SHORT EXERCISE 1 ▸ In the article on ASX energy stocks, what increase in total group output is Santos targeting by 2027?

PASSAGE SHOWN ▸
Oil at $110 Is Great News for Two ASX Energy Stocks- and a Trap for One

Ujjwal Maheshwari Ujjwal Maheshwari, March 20, 2026

ASX Energy Stocks: Best Buys at $110 Oil

Oil is sitting at above US$110 a barrel. Tensions in the Middle East are running hot, the Strait of Hormuz is under threat, and ASX energy stocks are surging across the board. On the surface, it looks like a straightforward opportunity. Buy energy, ride the rally.

But here’s the thing: not every stock riding this wave deserves to be on it. Two of these three companies are genuinely well-positioned for what’s happening right now. The third is catching a wave it has no business surfing.

What are the Best ASX Energy Stocks to invest in right now?

Check our buy/sell tips

Woodside and Santos- The Two Stocks Built for This Moment

Woodside Energy (ASX: WDS) was already in great shape before oil moved. It’s producing at record levels, pays a dividend yield above 5%, and sells much of its LNG under long-term contracts that smooth out the bumps when prices swing wildly. Higher oil prices don’t transform the story; they make a good story even better. For investors who want reliable income with energy price upside built in, Woodside is the safest way to play this environment. We believe it’s a buy here.

Santos (ASX: STO) is the more exciting option. The company’s Barossa LNG project is ramping up production meaningfully through 2027, with Santos targeting a 30% lift in total group output by that year. That means Santos is one of the rare ASX energy stocks where you’re getting both the oil price tailwind and genuine volume growth at the same time. That combination matters. An oil price spike on its own fades eventually, but a company that’s also growing output can sustain earnings momentum even after prices cool. For investors with a slightly longer time horizon and patience for some execution risk as Barossa ramps, Santos is arguably the more compelling of the two right now.

SHORT EXERCISE 2 ▸ Gather every line of the records below that contains the word "with".

Bounding-box records
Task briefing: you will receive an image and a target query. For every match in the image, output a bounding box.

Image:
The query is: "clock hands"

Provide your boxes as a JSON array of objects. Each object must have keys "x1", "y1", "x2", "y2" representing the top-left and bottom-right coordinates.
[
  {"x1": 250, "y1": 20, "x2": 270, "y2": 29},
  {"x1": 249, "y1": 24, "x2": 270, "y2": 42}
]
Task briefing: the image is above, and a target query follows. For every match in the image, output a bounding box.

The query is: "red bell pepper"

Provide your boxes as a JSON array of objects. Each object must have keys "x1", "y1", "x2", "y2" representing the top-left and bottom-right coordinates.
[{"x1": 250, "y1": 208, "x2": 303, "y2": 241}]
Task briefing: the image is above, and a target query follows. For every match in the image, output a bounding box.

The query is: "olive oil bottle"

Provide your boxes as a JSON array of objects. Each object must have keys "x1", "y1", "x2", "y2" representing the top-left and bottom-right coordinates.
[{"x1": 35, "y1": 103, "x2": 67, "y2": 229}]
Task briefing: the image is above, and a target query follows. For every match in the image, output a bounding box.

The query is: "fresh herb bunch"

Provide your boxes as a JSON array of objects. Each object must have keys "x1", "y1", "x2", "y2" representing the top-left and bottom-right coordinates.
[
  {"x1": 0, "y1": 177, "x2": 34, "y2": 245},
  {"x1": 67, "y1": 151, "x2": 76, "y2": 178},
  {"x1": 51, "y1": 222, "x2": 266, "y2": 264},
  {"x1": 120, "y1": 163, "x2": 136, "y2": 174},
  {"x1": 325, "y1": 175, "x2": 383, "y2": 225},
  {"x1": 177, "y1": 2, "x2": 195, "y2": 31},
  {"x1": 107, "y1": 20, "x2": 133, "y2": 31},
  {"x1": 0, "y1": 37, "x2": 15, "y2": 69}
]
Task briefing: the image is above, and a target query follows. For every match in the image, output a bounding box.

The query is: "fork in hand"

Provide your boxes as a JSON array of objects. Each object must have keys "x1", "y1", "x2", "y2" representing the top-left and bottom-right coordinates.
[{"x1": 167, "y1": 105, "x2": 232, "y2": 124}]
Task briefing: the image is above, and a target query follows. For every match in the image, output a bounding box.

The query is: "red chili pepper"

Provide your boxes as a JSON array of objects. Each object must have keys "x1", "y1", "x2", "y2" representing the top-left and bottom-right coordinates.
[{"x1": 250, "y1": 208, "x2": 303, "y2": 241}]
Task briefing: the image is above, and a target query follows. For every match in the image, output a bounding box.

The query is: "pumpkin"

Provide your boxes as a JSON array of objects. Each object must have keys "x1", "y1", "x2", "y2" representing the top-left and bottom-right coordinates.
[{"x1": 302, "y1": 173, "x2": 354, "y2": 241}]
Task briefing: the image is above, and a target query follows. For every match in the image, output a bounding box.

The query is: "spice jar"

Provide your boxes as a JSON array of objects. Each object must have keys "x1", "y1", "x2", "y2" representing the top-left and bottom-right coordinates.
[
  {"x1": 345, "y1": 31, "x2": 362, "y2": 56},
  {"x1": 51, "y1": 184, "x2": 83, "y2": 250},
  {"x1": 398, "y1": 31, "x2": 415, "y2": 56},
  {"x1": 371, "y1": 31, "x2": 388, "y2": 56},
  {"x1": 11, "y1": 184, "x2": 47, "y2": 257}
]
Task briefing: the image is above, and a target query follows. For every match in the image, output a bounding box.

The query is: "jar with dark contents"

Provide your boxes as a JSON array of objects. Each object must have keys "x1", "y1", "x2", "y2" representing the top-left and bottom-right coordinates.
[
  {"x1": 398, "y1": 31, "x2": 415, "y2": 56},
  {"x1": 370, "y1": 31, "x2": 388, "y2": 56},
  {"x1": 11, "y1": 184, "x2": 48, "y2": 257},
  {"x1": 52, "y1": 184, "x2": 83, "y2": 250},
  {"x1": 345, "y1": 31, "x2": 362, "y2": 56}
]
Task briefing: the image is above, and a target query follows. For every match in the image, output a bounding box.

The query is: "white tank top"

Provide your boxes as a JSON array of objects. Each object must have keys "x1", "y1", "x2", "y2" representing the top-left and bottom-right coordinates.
---
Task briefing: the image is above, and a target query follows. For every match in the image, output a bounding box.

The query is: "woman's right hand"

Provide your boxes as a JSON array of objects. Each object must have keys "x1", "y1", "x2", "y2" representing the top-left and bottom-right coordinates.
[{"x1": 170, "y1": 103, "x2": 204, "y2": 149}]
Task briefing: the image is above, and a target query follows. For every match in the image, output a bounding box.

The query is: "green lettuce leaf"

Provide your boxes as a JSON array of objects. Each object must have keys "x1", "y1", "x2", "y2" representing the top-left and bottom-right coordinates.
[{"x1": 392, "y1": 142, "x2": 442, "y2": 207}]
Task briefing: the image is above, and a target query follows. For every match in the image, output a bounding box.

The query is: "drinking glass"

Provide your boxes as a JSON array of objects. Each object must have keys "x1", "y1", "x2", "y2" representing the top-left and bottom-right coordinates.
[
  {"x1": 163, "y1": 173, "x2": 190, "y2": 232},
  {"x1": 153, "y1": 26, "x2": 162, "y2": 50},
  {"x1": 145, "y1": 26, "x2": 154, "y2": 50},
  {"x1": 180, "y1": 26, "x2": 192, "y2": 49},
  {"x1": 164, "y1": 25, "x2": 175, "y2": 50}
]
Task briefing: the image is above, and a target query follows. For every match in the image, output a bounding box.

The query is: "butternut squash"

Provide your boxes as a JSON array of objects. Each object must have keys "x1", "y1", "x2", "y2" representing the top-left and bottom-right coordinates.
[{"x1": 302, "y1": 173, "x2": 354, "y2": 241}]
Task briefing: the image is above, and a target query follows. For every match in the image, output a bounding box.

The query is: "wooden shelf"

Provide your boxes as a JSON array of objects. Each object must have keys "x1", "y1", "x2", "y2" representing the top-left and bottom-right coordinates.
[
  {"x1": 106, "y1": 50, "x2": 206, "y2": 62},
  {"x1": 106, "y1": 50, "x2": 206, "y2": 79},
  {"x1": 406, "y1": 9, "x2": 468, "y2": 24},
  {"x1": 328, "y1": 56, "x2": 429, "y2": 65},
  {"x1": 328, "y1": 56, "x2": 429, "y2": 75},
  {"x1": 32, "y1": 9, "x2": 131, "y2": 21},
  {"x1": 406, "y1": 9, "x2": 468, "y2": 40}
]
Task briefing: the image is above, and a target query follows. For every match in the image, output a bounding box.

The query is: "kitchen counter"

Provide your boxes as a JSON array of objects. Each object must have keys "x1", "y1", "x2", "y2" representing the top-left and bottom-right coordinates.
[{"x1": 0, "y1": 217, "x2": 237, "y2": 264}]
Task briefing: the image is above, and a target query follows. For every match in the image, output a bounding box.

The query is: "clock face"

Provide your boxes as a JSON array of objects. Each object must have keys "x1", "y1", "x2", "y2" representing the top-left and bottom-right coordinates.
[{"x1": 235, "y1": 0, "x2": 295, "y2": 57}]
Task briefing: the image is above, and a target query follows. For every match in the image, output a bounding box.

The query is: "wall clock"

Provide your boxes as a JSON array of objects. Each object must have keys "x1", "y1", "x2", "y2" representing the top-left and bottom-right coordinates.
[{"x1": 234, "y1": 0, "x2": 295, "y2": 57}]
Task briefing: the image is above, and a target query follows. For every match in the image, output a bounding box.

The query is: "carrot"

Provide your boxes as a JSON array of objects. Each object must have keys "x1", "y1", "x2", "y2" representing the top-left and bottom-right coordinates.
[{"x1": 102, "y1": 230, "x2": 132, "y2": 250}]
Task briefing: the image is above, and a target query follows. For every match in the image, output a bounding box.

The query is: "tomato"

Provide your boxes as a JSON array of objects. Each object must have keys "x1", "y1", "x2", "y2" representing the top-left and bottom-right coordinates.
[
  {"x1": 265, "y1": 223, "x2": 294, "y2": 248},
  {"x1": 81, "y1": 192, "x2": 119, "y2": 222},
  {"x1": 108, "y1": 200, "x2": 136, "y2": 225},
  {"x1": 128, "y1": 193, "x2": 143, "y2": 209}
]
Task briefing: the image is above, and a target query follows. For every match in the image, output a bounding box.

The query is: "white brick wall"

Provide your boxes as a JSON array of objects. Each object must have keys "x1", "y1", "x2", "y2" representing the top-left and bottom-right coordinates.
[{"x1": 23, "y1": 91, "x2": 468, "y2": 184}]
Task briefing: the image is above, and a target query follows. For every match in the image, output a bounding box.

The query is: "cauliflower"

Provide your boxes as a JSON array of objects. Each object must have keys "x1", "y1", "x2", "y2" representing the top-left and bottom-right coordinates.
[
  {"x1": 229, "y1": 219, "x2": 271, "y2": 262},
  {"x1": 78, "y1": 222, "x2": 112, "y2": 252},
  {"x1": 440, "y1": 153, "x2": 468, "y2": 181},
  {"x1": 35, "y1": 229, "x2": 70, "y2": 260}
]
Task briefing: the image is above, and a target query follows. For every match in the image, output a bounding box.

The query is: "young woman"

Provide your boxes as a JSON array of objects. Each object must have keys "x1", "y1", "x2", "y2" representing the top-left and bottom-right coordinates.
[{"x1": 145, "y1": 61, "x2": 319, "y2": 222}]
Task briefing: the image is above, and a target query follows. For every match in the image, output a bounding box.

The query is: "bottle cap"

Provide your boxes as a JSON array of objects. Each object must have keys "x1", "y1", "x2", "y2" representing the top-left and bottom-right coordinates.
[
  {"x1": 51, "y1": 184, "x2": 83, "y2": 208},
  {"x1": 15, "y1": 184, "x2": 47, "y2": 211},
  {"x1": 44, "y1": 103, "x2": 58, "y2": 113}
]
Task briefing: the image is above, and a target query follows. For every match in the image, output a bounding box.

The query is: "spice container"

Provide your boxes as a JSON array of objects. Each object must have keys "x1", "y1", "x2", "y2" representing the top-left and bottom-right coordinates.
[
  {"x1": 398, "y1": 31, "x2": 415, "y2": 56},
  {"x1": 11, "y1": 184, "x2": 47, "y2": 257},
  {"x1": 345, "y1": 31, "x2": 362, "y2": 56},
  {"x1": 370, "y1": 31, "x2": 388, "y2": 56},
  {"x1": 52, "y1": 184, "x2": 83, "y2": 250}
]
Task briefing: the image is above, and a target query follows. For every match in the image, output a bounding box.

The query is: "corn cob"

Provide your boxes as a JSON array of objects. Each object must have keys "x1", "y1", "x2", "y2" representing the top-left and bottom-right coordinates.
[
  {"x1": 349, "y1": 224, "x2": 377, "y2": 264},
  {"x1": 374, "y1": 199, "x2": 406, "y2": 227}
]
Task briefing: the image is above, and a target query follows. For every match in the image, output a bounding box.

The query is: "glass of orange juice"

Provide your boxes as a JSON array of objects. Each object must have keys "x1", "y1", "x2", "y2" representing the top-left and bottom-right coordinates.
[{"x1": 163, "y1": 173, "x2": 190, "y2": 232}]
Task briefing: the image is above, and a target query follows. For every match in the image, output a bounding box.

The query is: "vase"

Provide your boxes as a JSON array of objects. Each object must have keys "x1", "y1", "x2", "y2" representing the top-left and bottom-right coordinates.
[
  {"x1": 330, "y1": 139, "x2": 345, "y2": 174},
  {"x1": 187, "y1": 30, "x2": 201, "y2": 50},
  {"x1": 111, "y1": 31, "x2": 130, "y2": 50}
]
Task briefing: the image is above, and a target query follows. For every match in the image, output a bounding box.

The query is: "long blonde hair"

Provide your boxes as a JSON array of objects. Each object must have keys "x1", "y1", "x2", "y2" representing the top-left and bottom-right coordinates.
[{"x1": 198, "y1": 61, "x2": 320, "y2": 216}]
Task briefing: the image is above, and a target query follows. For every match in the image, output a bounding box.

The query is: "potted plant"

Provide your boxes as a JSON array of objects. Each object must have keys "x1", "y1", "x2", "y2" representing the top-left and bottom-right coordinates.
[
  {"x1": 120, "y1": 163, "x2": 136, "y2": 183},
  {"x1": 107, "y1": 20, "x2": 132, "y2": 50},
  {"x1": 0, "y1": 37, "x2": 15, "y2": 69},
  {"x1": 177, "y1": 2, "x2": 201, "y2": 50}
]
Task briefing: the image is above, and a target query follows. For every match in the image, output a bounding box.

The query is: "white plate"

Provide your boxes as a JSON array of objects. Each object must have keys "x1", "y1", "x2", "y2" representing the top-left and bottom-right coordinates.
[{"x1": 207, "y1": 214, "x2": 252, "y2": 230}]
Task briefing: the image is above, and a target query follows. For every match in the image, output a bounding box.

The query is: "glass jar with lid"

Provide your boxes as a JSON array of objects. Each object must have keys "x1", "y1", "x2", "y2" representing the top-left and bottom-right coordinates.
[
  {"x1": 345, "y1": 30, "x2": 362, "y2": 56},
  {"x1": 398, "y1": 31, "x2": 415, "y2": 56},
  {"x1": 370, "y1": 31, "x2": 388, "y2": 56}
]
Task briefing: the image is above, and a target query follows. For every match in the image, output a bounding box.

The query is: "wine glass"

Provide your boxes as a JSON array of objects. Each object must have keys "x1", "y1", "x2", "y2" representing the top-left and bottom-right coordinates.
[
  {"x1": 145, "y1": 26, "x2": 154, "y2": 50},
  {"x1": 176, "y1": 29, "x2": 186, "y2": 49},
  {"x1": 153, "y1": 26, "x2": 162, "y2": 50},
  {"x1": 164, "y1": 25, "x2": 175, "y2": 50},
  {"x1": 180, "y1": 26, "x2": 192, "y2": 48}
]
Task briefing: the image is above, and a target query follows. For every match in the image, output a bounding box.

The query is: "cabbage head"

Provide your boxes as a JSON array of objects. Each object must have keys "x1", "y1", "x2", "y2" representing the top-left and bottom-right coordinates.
---
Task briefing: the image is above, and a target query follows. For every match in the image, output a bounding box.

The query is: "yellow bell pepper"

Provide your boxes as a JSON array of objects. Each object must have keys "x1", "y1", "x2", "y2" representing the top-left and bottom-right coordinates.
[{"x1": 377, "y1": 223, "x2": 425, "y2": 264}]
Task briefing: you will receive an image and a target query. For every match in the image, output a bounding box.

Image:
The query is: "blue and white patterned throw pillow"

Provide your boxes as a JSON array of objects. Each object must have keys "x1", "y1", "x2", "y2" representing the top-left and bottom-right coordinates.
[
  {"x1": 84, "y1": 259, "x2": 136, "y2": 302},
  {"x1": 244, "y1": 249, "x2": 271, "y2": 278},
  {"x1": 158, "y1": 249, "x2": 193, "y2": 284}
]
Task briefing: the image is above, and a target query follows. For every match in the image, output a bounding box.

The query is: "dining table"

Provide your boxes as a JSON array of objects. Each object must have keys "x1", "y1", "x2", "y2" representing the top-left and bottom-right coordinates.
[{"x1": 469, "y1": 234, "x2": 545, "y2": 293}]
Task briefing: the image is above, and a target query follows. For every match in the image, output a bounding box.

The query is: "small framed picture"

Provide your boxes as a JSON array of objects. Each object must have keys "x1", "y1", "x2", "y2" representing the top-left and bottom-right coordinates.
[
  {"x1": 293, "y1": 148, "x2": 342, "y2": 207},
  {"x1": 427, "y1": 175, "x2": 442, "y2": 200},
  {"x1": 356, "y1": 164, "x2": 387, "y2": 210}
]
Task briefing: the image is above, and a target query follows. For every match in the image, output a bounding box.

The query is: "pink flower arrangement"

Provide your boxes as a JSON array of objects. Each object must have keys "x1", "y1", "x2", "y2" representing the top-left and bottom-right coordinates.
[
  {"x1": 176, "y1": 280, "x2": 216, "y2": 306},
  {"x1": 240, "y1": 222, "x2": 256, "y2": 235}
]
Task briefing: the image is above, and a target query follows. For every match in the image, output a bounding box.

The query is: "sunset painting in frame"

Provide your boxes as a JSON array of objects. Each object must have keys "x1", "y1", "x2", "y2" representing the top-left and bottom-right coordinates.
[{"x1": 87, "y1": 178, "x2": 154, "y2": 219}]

TASK RESPONSE 1 ▸ A 30% lift in total group output.

TASK RESPONSE 2 ▸
The query is: "jar with dark contents"
The query is: "glass jar with lid"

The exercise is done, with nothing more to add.